Stored records:
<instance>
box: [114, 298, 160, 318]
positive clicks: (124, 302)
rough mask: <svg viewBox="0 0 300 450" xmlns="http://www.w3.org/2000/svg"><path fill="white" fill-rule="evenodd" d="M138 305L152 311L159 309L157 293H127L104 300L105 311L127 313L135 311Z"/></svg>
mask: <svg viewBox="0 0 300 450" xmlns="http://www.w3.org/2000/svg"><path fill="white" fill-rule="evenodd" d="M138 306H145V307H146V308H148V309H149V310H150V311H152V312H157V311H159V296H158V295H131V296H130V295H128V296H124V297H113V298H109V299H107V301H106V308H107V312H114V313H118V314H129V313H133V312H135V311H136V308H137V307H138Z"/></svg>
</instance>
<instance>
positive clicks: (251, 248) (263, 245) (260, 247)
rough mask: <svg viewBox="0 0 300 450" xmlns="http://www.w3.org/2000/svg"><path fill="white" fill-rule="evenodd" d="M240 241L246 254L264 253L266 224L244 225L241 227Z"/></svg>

What the exercise asks: All lines of the records above with the word "positive" in them are to be copied.

Expected output:
positive clicks: (124, 302)
positive clicks: (251, 248) (263, 245) (260, 247)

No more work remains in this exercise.